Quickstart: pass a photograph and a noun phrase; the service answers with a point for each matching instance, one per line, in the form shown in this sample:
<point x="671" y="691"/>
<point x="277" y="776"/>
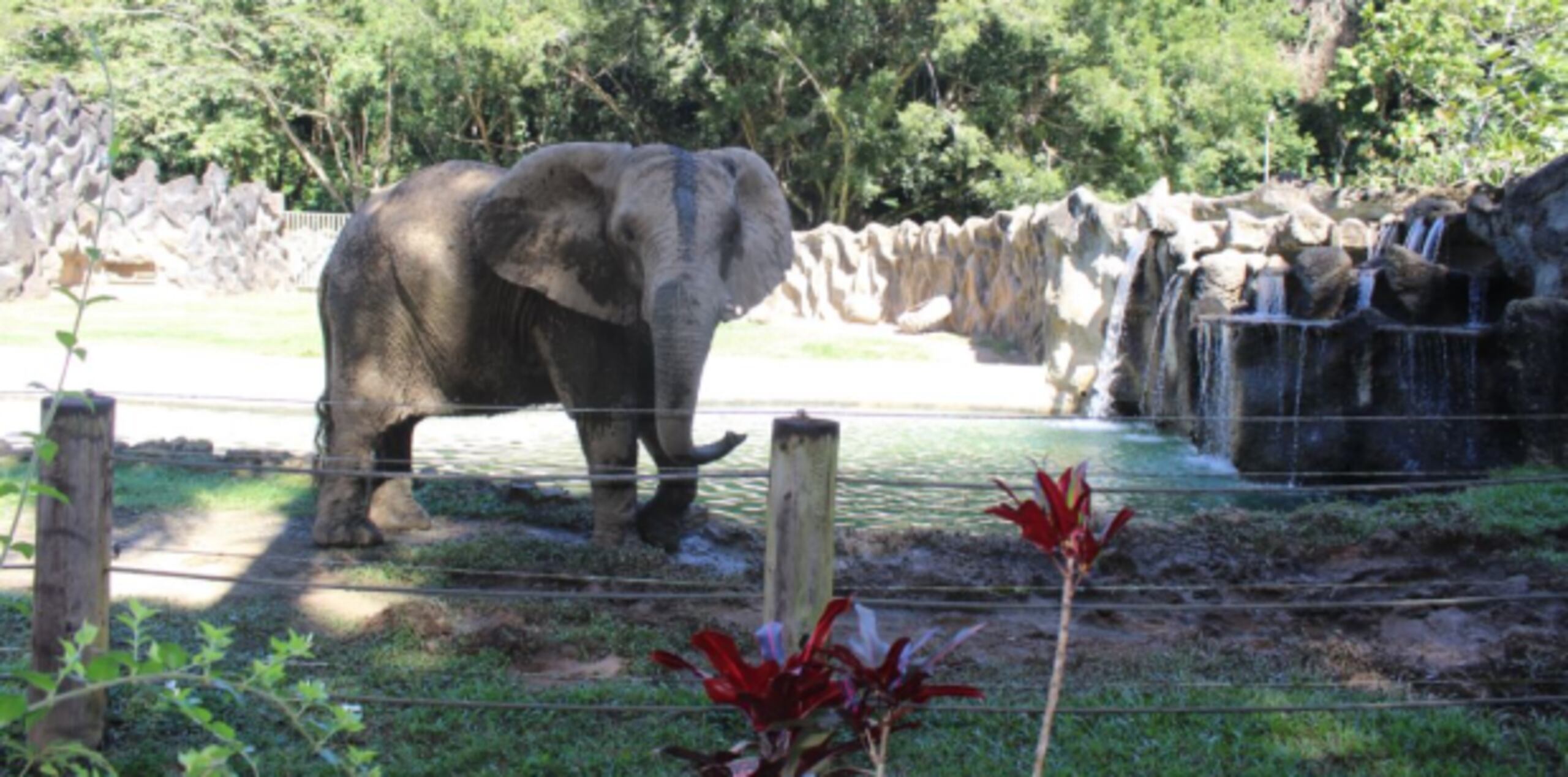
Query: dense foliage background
<point x="867" y="109"/>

**Exercise prompt:**
Repeat each record verbatim, pictures excluded.

**Task result:**
Quickstart: pass a photograph and a noun phrase; the service answers with a point for each matching instance, one per line, in the form shown in this sample:
<point x="671" y="691"/>
<point x="277" y="776"/>
Query: dense foliage background
<point x="867" y="109"/>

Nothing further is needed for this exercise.